- _Estratto fornito_:
■ ■ ■

L’Islam e le tradizioni dei Paesi arabi rivolgono molta attenzione alla donna, avendone cura e sostegno. Basti pensare, per esempio, alla figura della madre, che a livello familiare riveste una grande importanza, anche maggiore di quella del padre. Le donne sono fondamentali nella ricostruzione dell’Iraq, soprattutto nei territori che hanno subito l’occupazione dell’ISIS, e che ora necessitano di interventi a livello economico, culturale e umanitario, visti i danni subiti.
Nadia Murad ha ricevuto il Premio Bellisario, e raccontato ancora una volta la sua vicenda, che accomuna tante donne. Quali sono a suo avviso le strategie utili per gestire la situazione delle donne rese schiave dallISIS, questione dalle infinite implicazioni umanitarie, sociali e politiche?
Nadia Murad è indubbiamente una donna che ha avuto il coraggio di scappare dalla casa-carcere di Mosul, nella quale era rinchiusa e sottoposta a sevizie e violenze, e la forza di raccontare al mondo cosa era accaduto a lei e alle tante altre donne rese schiave dall’ISIS. Quando una donna è vittima di violenze di questo tipo, possono scattare due reazioni: o si tace, come fanno in molte per paura o per vergogna, o si reagisce, come ha fatto Nadia. Purtroppo, il silenzio non è quasi mai la scelta migliore, in quanto viene interpretato come una resa, e non fa che alimentare ulteriore violenza. Nadia è quindi un esempio di resilienza e resistenza.
A seguito delle violenze e delle uccisioni subite, moltissimi bambini sono rimasti orfani; tante donne hanno avuto gravidanze a seguito degli stupri dei miliziani, e tutto questo non può che considerarsi un’emergenza umanitaria alla quale va cercata una soluzione in tempi brevi.
La ringrazio molto per il Suo tempo e la Sua disponibilità. Vorrebbe dire qualcosa ai nostri lettori?
Ringrazio per l’opportunità che mi è stata concessa, e invito i lettori ad approfondire la storia e la cultura araba e irachena: potranno scoprire interessanti e inaspettati punti in comune con l’Italia.

■ ■ ■

- _Materiale fornito_:
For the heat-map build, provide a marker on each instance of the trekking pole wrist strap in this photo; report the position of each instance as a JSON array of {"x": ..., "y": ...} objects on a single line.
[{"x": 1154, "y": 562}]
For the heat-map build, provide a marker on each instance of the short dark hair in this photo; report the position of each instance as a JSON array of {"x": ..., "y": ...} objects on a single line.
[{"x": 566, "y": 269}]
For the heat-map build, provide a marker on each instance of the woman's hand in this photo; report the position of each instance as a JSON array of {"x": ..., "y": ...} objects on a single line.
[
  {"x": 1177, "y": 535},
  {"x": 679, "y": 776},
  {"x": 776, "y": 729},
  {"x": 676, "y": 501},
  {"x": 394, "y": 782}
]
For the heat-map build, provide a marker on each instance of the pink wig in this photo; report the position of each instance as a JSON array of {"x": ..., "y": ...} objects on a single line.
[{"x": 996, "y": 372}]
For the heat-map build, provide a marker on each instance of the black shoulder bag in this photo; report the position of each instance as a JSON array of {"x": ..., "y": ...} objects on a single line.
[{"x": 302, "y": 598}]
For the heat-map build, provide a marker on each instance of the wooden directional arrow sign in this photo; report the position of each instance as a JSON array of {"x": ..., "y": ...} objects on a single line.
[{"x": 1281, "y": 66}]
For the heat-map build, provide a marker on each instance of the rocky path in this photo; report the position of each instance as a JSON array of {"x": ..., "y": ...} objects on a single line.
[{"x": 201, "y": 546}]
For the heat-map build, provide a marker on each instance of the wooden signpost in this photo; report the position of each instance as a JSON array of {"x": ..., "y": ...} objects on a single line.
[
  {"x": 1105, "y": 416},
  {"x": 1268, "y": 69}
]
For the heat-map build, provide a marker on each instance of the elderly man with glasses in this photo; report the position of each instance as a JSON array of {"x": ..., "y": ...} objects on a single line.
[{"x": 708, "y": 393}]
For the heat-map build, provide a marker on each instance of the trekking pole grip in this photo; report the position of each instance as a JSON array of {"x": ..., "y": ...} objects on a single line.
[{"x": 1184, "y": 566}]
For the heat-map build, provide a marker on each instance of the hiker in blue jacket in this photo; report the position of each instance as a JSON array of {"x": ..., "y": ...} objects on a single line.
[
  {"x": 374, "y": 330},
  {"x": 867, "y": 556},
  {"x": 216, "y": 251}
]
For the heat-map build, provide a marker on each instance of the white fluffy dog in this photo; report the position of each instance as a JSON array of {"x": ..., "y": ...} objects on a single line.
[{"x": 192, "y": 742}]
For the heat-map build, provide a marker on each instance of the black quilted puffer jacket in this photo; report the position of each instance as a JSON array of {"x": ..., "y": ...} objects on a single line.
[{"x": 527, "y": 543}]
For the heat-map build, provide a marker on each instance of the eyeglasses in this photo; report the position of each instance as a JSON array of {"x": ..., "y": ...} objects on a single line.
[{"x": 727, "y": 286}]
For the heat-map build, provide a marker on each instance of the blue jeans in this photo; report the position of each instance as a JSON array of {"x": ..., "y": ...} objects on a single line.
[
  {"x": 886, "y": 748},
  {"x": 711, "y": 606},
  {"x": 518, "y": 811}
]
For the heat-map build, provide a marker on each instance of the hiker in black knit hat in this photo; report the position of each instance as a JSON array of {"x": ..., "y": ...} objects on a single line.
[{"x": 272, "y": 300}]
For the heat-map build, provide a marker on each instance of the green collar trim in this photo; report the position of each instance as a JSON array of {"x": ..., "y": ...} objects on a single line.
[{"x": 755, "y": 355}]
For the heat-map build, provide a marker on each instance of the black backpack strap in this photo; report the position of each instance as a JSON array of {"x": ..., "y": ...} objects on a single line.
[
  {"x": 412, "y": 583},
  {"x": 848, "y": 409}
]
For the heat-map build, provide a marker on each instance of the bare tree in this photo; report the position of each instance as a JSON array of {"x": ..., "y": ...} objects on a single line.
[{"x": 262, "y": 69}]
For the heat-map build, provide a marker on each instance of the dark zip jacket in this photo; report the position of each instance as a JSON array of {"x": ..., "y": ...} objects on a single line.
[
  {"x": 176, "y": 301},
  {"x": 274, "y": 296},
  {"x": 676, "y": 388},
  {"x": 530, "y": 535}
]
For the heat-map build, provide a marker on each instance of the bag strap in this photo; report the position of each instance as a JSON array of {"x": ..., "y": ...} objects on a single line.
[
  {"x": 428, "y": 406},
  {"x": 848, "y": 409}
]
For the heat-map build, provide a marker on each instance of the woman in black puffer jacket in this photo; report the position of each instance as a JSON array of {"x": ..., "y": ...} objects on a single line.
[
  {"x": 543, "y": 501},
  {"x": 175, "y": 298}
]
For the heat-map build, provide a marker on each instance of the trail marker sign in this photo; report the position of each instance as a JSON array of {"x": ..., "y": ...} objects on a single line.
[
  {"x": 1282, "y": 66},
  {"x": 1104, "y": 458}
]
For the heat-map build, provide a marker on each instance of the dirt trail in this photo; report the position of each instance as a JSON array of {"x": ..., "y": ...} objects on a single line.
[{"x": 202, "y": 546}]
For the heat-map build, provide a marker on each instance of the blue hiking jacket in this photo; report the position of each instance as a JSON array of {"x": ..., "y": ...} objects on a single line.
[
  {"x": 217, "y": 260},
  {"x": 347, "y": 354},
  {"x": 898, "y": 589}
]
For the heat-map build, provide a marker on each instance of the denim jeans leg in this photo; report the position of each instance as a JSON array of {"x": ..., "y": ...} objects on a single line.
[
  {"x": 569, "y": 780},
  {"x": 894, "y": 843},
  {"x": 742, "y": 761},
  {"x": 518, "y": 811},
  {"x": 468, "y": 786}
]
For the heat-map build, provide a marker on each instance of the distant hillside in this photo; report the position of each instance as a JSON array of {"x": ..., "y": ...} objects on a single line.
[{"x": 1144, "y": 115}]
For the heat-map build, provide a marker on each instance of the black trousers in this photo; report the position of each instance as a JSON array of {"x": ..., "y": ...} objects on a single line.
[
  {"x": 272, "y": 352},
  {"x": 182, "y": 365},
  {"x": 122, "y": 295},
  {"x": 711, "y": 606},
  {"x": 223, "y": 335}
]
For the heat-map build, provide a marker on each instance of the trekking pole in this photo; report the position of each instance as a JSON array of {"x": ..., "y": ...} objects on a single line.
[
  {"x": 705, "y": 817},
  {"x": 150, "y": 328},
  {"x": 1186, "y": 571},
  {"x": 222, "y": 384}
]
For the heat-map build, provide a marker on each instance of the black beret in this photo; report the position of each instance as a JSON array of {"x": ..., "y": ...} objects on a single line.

■ ■ ■

- _Consegna A_: In base all'estratto, spiega in una-tre frasi perché il silenzio non è quasi mai la scelta migliore per una donna vittima di violenze.
- _Consegna B_: Quale premio ha ricevuto Nadia Murad, secondo l'estratto?
- _Consegna C_: Ripeti parola per parola il passo dell'estratto che va da "A seguito delle" fino a "comune con l’Italia." incluso.
L'elenco costituisce materiale separato dall'estratto.

- _Risultato A_: Il silenzio viene interpretato come una resa e finisce soltanto per alimentare ulteriore violenza.

- _Risultato B_: Il Premio Bellisario.

- _Risultato C_:
A seguito delle violenze e delle uccisioni subite, moltissimi bambini sono rimasti orfani; tante donne hanno avuto gravidanze a seguito degli stupri dei miliziani, e tutto questo non può che considerarsi un’emergenza umanitaria alla quale va cercata una soluzione in tempi brevi.
La ringrazio molto per il Suo tempo e la Sua disponibilità. Vorrebbe dire qualcosa ai nostri lettori?
Ringrazio per l’opportunità che mi è stata concessa, e invito i lettori ad approfondire la storia e la cultura araba e irachena: potranno scoprire interessanti e inaspettati punti in comune con l’Italia.